TEXT:

Often, we only have one sample. How then can we estimate the sampling distribution of a statistic?

Code
sample_dat <- USArrests$Murder
mean(sample_dat)
## [1] 7.788

We can “resample” our data. Hesterberg (2015) provides a nice illustration of the idea. The two most basic versions are the jackknife and the bootstrap, which are discussed below.

Jackknife Distribution.

Here, we compute all “leave-one-out” estimates. Specifically, for a dataset with \(n\) observations, the jackknife uses \(n-1\) observations other than \(i\) for each unique subsample. Taking the mean, for example, we have
Code
sample_dat <- USArrests$Murder
sample_mean <- mean(sample_dat)

# Jackknife Estimates
n <- length(sample_dat)
Jmeans <- sapply(1:n, function(i){
    dati <- sample_dat[-i]
    mean(dati)
})
hist(Jmeans, breaks=25, border=NA,
    main='', xlab=expression(bar(X)[-i]))
abline(v=sample_mean, col='red', lty=2)

Bootstrap Distribution.

Here, we draw \(n\) observations with replacement from the original data to create a bootstrap sample and calculate a statistic. Each bootstrap sample \(b=1...B\) uses a random set of observations (denoted \(N_{b}\)) to compute a statistic. We repeat that many times, say \(B=9999\), to estimate the sampling distribution. Consider the sample mean as an example;
Code
# Bootstrap estimates
set.seed(2)

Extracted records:
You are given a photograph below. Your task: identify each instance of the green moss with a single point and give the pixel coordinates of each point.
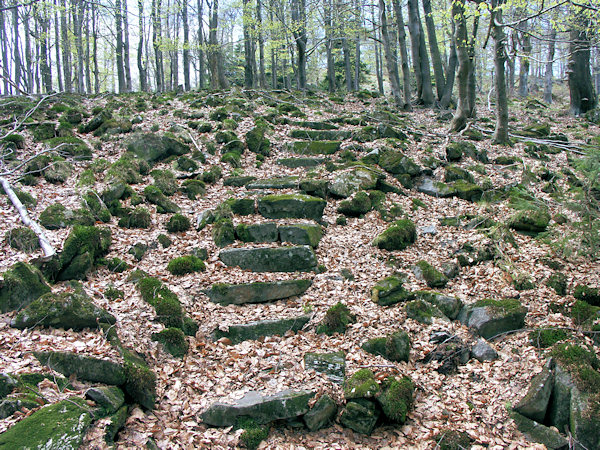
(400, 235)
(23, 239)
(547, 337)
(185, 264)
(178, 223)
(336, 320)
(361, 385)
(173, 340)
(396, 398)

WRITTEN INSTRUCTION:
Answer these questions from the text on resampling:
1. What value does the code print for the mean of the sample data?
2. How many observations does the jackknife use for each unique subsample?
3. What number of repetitions B does the text give as an example for the bootstrap?

TASK OUTPUT:
1. 7.788
2. n−1 observations, all except observation i
3. 9999